▸ Compiti da svolgere
A: Estragga dal commento sulla crisi del governo Berlusconi il passo che va da "Più che una" a "della sua maggioranza.", riportandolo senza alcuna modifica.
B: Converta in un elenco numerato le righe dei record che vanno dalla riga con "Query: green stem" fino alla fine dei record, estremi inclusi, tralasciando le righe vuote.

▸ Documento di origine
::::::::::

È caduto, goffamente e rumorosamente, Silvio Berlusconi. E se pure dovesse farcela a rialzarsi per rimediare l’incarico di formare il nuovo governo con un nuovo programma, sarà comunque un premier azzoppato. Si è ficcato da solo, il premier, nelle incognite di una crisi al buio. Ben peggiore di quelle tanto vituperate nella prima Repubblica, giacché la stessa possibilità offertagli dagli alleati di «pilotare» la crisi verso il «bis» è stata sfacciatamente sacrificata sull’altare dell’«orgoglio» del «comando unico». Solo ieri, di fronte al Parlamento dove era stato opportunamente rinviato dal capo dello Stato, Berlusconi si è deciso a considerare il «conflitto» e la «dialettica», non solo tra la maggioranza e l’opposizione ma all’interno stesso della coalizione di governo, come espressione «fisiologica» della democrazia.
Più che una mossa tardiva, rispetto alle 16 estenuanti e convulse giornate, dal verdetto delle elezioni regionali, in cui si è consumato il gran rifiuto delle dimissioni agli alleati, al capo dello Stato, al Parlamento e al paese, lo show down in Parlamento del premier si è rivelato tanto maldestro quanto controproducente. Anziché riconoscere, con un po’ di onestà politica, l’«errore» dell’impuntatura, rinfacciatogli persino dal più accomodante (a confronto di Marco Follini che i ministri dell’Udc li ha comunque ritirati) Gianfranco Fini, alla fine della giostra il premier si è acconciato a subire il passaggio della crisi alla stregua di una fastidiosa formalità. Ma così facendo ha spuntato con le sue stesse mani l’arma delle elezioni anticipate mostrata per reclamare la «fiducia» della sua maggioranza.

::::::::::

▸ Materiale presentato
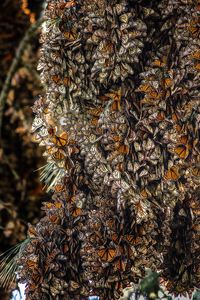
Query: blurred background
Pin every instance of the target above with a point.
(21, 192)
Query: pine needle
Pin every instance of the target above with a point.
(8, 264)
(51, 175)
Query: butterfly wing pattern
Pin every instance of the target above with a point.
(120, 125)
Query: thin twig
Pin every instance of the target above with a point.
(20, 50)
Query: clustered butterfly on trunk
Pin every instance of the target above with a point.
(119, 123)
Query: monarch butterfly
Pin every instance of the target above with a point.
(116, 238)
(56, 78)
(60, 140)
(167, 82)
(123, 149)
(196, 227)
(193, 27)
(160, 116)
(180, 128)
(175, 117)
(36, 277)
(131, 239)
(54, 219)
(115, 106)
(197, 66)
(69, 4)
(107, 255)
(57, 204)
(182, 151)
(66, 81)
(32, 233)
(196, 171)
(32, 264)
(95, 111)
(120, 265)
(115, 95)
(75, 211)
(59, 188)
(70, 35)
(58, 155)
(159, 63)
(196, 54)
(183, 139)
(172, 173)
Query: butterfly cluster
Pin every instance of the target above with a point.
(119, 121)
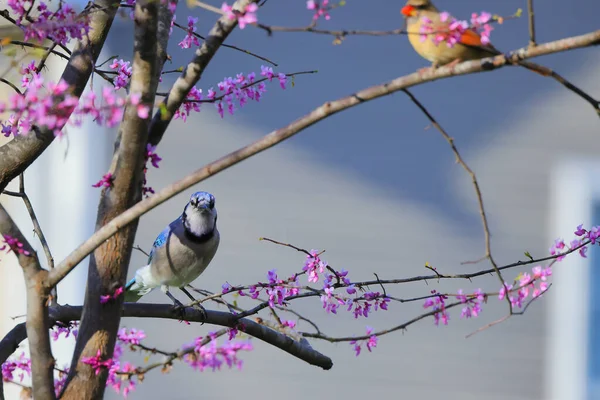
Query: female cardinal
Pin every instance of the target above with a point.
(421, 17)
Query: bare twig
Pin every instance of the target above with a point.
(463, 164)
(37, 324)
(531, 16)
(38, 231)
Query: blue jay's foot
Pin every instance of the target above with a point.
(197, 306)
(178, 306)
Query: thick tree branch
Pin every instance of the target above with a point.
(19, 153)
(37, 324)
(192, 74)
(320, 113)
(165, 16)
(108, 264)
(165, 311)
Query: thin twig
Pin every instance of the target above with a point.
(230, 46)
(40, 234)
(531, 23)
(461, 161)
(12, 85)
(286, 245)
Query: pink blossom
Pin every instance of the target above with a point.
(60, 26)
(190, 39)
(108, 297)
(438, 304)
(21, 365)
(106, 181)
(97, 363)
(370, 343)
(212, 356)
(133, 336)
(321, 9)
(68, 329)
(123, 73)
(248, 16)
(313, 266)
(13, 244)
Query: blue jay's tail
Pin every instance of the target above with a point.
(139, 285)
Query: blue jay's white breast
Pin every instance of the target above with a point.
(180, 261)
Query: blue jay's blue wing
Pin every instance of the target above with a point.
(161, 239)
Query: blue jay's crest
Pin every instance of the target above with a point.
(202, 200)
(200, 217)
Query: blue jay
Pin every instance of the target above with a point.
(181, 252)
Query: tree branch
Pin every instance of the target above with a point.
(108, 264)
(531, 16)
(37, 324)
(463, 164)
(65, 314)
(192, 74)
(19, 153)
(320, 113)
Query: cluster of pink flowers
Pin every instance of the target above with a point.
(132, 336)
(242, 88)
(456, 29)
(213, 356)
(369, 343)
(313, 266)
(526, 284)
(123, 73)
(593, 235)
(61, 25)
(54, 106)
(13, 244)
(154, 160)
(276, 289)
(106, 181)
(472, 303)
(105, 298)
(321, 9)
(21, 365)
(359, 305)
(370, 301)
(116, 380)
(248, 16)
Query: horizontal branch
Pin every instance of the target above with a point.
(326, 110)
(166, 311)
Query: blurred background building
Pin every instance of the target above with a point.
(382, 194)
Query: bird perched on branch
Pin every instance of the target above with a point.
(425, 22)
(181, 252)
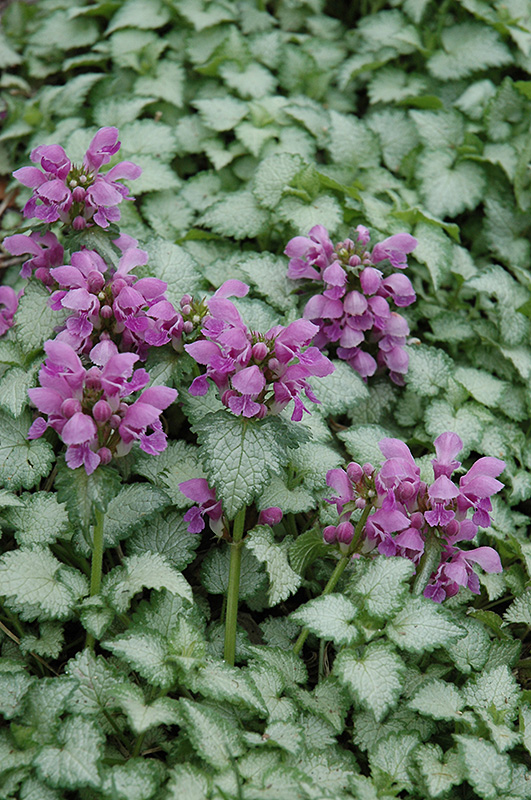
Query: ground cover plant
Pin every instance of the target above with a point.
(264, 396)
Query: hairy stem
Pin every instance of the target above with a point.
(338, 571)
(97, 561)
(234, 587)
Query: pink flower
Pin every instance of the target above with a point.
(8, 306)
(87, 407)
(80, 196)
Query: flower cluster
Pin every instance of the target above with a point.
(198, 490)
(408, 512)
(88, 408)
(8, 306)
(256, 374)
(104, 303)
(353, 309)
(77, 195)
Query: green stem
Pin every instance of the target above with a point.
(329, 588)
(338, 571)
(97, 562)
(234, 587)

::::::::::

▸ Risposte ai compiti
A:
Più che una mossa tardiva, rispetto alle 16 estenuanti e convulse giornate, dal verdetto delle elezioni regionali, in cui si è consumato il gran rifiuto delle dimissioni agli alleati, al capo dello Stato, al Parlamento e al paese, lo show down in Parlamento del premier si è rivelato tanto maldestro quanto controproducente. Anziché riconoscere, con un po’ di onestà politica, l’«errore» dell’impuntatura, rinfacciatogli persino dal più accomodante (a confronto di Marco Follini che i ministri dell’Udc li ha comunque ritirati) Gianfranco Fini, alla fine della giostra il premier si è acconciato a subire il passaggio della crisi alla stregua di una fastidiosa formalità. Ma così facendo ha spuntato con le sue stesse mani l’arma delle elezioni anticipate mostrata per reclamare la «fiducia» della sua maggioranza.

B:
1. Query: green stem
2. Pin every instance of the target above with a point.
3. (329, 588)
4. (338, 571)
5. (97, 562)
6. (234, 587)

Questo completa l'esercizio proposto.